## Task statement
Select and copy out every line in the records containing "blurred".

Natural-language object grounding data
%%

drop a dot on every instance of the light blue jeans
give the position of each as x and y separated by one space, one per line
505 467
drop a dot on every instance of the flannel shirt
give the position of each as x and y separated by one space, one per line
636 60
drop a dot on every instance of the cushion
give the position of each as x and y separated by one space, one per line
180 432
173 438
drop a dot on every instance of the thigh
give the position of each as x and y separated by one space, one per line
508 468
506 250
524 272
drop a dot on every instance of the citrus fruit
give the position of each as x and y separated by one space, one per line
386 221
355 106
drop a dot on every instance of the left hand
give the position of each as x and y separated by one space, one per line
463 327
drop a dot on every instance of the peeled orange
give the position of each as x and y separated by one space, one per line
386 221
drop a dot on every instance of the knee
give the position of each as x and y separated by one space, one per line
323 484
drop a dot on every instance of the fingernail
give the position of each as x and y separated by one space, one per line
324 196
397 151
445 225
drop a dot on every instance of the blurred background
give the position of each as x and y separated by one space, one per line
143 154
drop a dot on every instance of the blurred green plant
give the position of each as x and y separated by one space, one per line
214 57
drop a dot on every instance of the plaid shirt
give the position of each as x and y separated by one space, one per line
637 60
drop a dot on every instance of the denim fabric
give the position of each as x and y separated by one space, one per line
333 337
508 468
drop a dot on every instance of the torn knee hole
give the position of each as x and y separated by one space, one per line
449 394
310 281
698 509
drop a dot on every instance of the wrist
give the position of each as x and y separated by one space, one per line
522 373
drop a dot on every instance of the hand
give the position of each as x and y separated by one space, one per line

%%

## Result of the exercise
drop a dot on every instance of the blurred background
drop a dot on every instance of the blurred green plant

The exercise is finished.